● **THE TASK**: Please print the records below word for word.
======== INPUT ========
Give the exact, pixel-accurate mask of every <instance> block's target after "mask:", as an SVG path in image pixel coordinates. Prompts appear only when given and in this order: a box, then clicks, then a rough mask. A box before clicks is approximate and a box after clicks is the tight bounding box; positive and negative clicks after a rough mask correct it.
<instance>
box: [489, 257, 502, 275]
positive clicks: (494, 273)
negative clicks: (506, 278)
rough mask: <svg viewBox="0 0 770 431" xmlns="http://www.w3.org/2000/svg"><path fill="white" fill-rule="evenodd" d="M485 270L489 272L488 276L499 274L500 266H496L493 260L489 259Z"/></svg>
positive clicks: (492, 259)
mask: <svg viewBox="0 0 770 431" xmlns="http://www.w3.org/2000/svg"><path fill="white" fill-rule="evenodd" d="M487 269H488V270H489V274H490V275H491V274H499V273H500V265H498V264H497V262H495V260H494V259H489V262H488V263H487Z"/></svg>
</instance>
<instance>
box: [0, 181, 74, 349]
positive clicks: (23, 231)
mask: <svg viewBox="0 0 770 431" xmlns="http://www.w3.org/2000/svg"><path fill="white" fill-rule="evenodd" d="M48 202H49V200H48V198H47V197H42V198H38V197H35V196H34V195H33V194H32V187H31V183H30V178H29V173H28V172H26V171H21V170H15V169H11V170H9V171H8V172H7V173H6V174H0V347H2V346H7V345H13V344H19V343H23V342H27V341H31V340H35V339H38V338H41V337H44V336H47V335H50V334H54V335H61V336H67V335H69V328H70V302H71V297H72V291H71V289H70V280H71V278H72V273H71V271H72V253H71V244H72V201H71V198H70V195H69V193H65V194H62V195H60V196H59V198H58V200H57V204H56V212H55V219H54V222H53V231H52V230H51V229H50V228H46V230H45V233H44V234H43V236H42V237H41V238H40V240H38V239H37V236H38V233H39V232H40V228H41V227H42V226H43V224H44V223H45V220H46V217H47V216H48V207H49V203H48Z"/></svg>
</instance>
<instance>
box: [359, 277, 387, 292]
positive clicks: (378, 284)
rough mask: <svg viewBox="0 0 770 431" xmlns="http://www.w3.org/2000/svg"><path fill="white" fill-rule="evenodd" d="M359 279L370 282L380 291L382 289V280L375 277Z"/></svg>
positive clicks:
========
● **FINAL ANSWER**:
Give the exact, pixel-accurate mask of every <instance> block's target after "mask:", as an SVG path in image pixel coordinates. Prompts appear only when given and in this order: a box, then clicks, then a rough mask. A box before clicks is approximate and a box after clicks is the tight bounding box; positive and negative clicks after a rough mask correct it.
<instance>
box: [489, 257, 502, 275]
positive clicks: (494, 273)
negative clicks: (506, 278)
rough mask: <svg viewBox="0 0 770 431" xmlns="http://www.w3.org/2000/svg"><path fill="white" fill-rule="evenodd" d="M485 270L489 272L488 276L499 274L500 266H496L493 260L489 259Z"/></svg>
positive clicks: (492, 259)
mask: <svg viewBox="0 0 770 431" xmlns="http://www.w3.org/2000/svg"><path fill="white" fill-rule="evenodd" d="M487 269H488V270H489V274H490V275H491V274H499V273H500V265H498V264H497V262H495V260H494V259H489V262H488V263H487Z"/></svg>
</instance>
<instance>
box: [0, 181, 74, 349]
positive clicks: (23, 231)
mask: <svg viewBox="0 0 770 431" xmlns="http://www.w3.org/2000/svg"><path fill="white" fill-rule="evenodd" d="M48 202H49V200H48V198H47V197H42V198H38V197H35V196H34V195H33V194H32V187H31V183H30V178H29V173H28V172H26V171H21V170H15V169H11V170H9V171H8V172H7V173H6V174H0V347H2V346H7V345H13V344H19V343H23V342H27V341H31V340H35V339H38V338H41V337H44V336H47V335H50V334H54V335H61V336H67V335H69V328H70V302H71V297H72V291H71V289H70V280H71V278H72V273H71V271H72V253H71V244H72V201H71V198H70V195H69V193H65V194H62V195H60V196H59V198H58V200H57V204H56V212H55V219H54V222H53V231H52V230H51V229H50V228H46V230H45V233H44V234H43V236H42V237H41V238H40V240H38V239H37V236H38V233H39V232H40V228H41V227H42V226H43V224H44V223H45V220H46V217H47V216H48V207H49V203H48Z"/></svg>
</instance>
<instance>
box: [359, 277, 387, 292]
positive clicks: (378, 284)
rough mask: <svg viewBox="0 0 770 431" xmlns="http://www.w3.org/2000/svg"><path fill="white" fill-rule="evenodd" d="M359 279L370 282L380 291L382 289V280L375 277Z"/></svg>
positive clicks:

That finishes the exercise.